TASK TO COMPLETE
Exactly the lines from the one containing "hey friend, spot the porch" through the end of the entries, both ends included, are to be output.
-- AVAILABLE RECORDS follows --
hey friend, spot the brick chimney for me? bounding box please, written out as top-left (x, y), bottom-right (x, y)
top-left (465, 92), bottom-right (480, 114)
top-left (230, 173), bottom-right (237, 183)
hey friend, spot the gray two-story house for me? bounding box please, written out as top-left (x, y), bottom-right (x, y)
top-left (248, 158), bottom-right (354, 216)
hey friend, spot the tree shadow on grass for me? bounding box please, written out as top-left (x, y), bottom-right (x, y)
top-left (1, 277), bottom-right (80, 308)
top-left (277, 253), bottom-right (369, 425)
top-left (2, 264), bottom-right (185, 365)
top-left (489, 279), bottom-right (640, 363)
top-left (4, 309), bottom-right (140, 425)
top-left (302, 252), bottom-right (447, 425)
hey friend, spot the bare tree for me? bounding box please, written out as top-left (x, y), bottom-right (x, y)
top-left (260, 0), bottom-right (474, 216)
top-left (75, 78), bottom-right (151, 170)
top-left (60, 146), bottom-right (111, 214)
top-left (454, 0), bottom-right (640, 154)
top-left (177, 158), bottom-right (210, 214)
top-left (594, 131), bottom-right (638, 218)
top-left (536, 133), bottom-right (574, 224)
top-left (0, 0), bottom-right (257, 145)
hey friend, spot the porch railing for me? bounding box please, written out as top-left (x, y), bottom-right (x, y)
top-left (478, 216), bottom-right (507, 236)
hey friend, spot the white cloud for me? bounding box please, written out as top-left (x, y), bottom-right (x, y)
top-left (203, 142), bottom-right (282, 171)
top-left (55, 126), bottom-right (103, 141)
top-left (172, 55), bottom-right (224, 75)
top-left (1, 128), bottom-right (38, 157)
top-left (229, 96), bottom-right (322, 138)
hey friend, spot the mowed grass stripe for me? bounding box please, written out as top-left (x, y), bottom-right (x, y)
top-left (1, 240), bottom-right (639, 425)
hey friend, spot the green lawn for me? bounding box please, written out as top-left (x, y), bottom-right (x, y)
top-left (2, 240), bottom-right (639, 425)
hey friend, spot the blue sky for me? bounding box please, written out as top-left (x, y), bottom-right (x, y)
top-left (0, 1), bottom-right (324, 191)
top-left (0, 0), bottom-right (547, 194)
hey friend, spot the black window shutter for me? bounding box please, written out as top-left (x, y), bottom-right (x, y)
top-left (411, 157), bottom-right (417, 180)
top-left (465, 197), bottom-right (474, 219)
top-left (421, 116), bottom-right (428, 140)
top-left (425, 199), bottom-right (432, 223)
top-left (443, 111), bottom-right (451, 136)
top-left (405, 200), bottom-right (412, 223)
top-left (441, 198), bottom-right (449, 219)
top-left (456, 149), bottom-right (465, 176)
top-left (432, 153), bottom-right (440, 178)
-- AVAILABLE RECORDS concluded --
SOLUTION TO THIS EXERCISE
hey friend, spot the porch railing for me? bounding box please, written out as top-left (x, y), bottom-right (x, y)
top-left (478, 216), bottom-right (507, 236)
hey friend, spot the white cloud for me? bounding box please, written out as top-left (x, y), bottom-right (x, y)
top-left (203, 142), bottom-right (282, 171)
top-left (55, 126), bottom-right (103, 141)
top-left (172, 55), bottom-right (224, 75)
top-left (1, 128), bottom-right (38, 157)
top-left (229, 96), bottom-right (322, 138)
hey friend, spot the mowed grass stripe for me? bounding box please, written out as top-left (x, y), bottom-right (x, y)
top-left (1, 240), bottom-right (639, 425)
hey friend, spot the green lawn for me? bounding box please, written out as top-left (x, y), bottom-right (x, y)
top-left (2, 240), bottom-right (639, 425)
hey friend, spot the blue sky for me? bounding box please, written out as top-left (x, y), bottom-right (x, y)
top-left (0, 1), bottom-right (324, 191)
top-left (0, 0), bottom-right (547, 194)
hey friend, spot the black window shutter for me? bounding box please, written out as top-left (x, y), bottom-right (x, y)
top-left (411, 157), bottom-right (417, 180)
top-left (465, 197), bottom-right (474, 219)
top-left (421, 116), bottom-right (428, 140)
top-left (425, 199), bottom-right (432, 223)
top-left (443, 111), bottom-right (451, 136)
top-left (405, 200), bottom-right (412, 223)
top-left (441, 198), bottom-right (449, 219)
top-left (456, 149), bottom-right (465, 176)
top-left (432, 153), bottom-right (440, 178)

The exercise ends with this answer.